Text for analysis ->
----

NEW YORK, Nov 30 (IFR) - Facebook games developer Zynga Inc is seeking a lower-than-expected $10 billion valuation for its initial public offering, which is to be priced on December 15, two people close to the process said on Wednesday.
In one of the most highly anticipated deals of the year, Zynga plans to file terms with regulators on Friday for an IPO that would generate around $900 million in proceeds, based on an indicative range of $8 to $10 per share and an initial float of 10 percent, according to the sources.
Zynga spokesman Adam Isserlis declined to comment. In a filing two weeks ago, the company said a third-party analysis had valued Zynga at $14.05 billion.
But that figure would have been too ambitious in these rocky market conditions, analysts said. Video game heavyweight Electronic Arts Inc has a market value of $7.69 billion while Activision Blizzard Inc has a market cap of $14.21 billion.
“I think they must have realized that getting $14 billion or higher would be a tough thing in this market. We were wondering how they would pull that off,” said Sterne Agee analyst Arvind Bhatia.
Zynga rose to prominence on viral games such as “Farmville,” which is still among one of the most popular games on the Facebook social network. While its games are free, Zynga makes money from selling virtual items such as tractors and weapons that people use in its game worlds.
The company is profitable, but its cash flow growth slowed in the September quarter as expenses increased due to investments in new games. Nonetheless, Zynga is on track to become one of the fastest Silicon Valley companies to achieve more than $1 billion a year in revenue.
Wedbush Securities analyst Michael Pachter said Zynga could command a higher valuation if it waited until 2012 to go public.
“They should file their December quarter financials first. People will pay for growth,” he said, adding that recently released games such as “CastleVille” are doing well and that revenue has not been recorded yet by the company.
The social gaming leader follows in the footsteps of Internet companies Groupon Inc and Angie’s List in testing public markets. Facebook itself is gearing up to go public next year.
Nexon, another game publisher that makes free games and sells virtual items, is planning to list its shares on the Tokyo Stock Exchange on Dec 14 and raise an amount that equals $1.3 billion in U.S. dollars.

----

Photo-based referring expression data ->
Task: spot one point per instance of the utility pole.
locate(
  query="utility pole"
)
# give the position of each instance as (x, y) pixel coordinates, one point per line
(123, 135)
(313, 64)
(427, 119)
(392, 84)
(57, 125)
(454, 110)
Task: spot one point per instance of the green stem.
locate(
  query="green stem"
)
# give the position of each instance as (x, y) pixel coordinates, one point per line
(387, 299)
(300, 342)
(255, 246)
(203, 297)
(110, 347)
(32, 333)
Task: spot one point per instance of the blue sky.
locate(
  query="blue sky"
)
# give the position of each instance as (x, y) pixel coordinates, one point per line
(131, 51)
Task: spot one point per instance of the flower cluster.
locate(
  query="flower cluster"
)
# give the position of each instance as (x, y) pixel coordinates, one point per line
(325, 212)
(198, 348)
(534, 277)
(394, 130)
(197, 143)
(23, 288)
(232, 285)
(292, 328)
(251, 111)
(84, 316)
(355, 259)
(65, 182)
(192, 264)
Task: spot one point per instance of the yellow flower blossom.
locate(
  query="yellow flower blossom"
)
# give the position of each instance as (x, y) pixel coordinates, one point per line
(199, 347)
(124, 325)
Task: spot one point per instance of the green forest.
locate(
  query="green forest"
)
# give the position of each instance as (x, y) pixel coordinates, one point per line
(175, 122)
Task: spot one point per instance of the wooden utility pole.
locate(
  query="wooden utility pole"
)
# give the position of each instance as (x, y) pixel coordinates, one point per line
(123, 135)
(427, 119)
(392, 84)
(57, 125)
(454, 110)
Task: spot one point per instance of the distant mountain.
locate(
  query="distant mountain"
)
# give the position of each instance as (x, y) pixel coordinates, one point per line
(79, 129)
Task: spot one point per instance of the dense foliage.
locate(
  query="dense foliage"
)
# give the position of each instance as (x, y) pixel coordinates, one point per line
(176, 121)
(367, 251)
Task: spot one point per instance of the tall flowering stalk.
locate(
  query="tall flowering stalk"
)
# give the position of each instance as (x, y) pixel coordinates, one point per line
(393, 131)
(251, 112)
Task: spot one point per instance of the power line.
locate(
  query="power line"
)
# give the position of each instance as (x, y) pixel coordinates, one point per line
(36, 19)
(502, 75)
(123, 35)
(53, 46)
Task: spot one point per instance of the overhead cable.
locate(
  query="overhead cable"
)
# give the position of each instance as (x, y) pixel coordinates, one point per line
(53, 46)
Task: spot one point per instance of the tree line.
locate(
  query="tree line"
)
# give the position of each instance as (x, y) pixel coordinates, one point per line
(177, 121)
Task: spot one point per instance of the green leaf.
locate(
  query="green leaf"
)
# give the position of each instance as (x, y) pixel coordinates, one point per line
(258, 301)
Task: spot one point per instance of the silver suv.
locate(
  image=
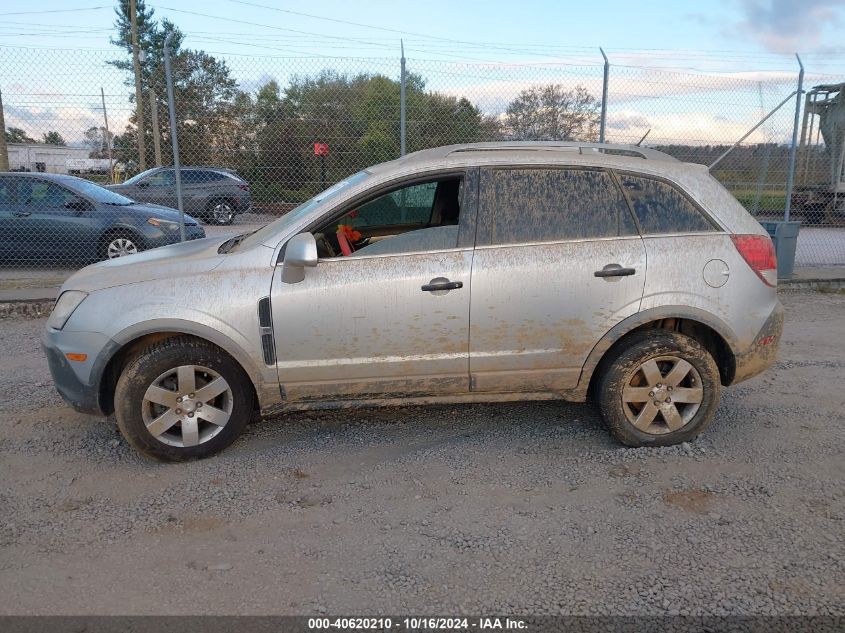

----

Required action 1 ->
Answer these from the article on Zynga's IPO:
(a) On what date is the offering to be priced?
(b) At what figure did a third-party analysis value Zynga?
(c) On which exchange does Nexon plan to list its shares?
Required action 2 ->
Echo the passage of the Zynga IPO article word for word, starting with "Wedbush Securities analyst" and going on through "in U.S. dollars.".
Required action 3 ->
Carry on the news report about Zynga's initial public offering from the point where it stops.

Written answer 1 ->
(a) December 15
(b) $14.05 billion
(c) The Tokyo Stock Exchange

Written answer 2 ->
Wedbush Securities analyst Michael Pachter said Zynga could command a higher valuation if it waited until 2012 to go public.
“They should file their December quarter financials first. People will pay for growth,” he said, adding that recently released games such as “CastleVille” are doing well and that revenue has not been recorded yet by the company.
The social gaming leader follows in the footsteps of Internet companies Groupon Inc and Angie’s List in testing public markets. Facebook itself is gearing up to go public next year.
Nexon, another game publisher that makes free games and sells virtual items, is planning to list its shares on the Tokyo Stock Exchange on Dec 14 and raise an amount that equals $1.3 billion in U.S. dollars.

Written answer 3 ->
Some analysts have expressed concern over Zynga’s heavy reliance on Facebook as the main platform for its games. Facebook takes a 30 percent cut of any revenue earned on its social network, the world’s largest.
Zynga Chief Executive Mark Pincus will lead presentations to potential investors starting next week, along with Chief Operating Officer John Schappert and Chief Financial Officer David Wehner, Reuters reported earlier this week.
Another source familiar with the matter said Pincus will not sell shares in the IPO, and neither will Kleiner Perkins Caufield & Byers, one of Zynga’s main venture capital backers.
Morgan Stanley and Goldman Sachs are lead bookrunners on the deal, with Bank of America Merrill Lynch, Barclays Capital, JP Morgan and Allen & Company also named in the syndicate.
Underwriting committees at the banks involved are finalizing their participation in the offer.
The $900 million figure is shy of the $1 billion Zynga had registered for on July 1, but underwriters could ultimately increase the size of the deal based on demand, sources said.
The time table suggests the banks will opt for a standard nine-day roadshow, paving the way for a Nasdaq debut on December 16.
Zynga’s games have 54 million daily active users and 227 million monthly active users in 175 countries, mostly via games on Facebook.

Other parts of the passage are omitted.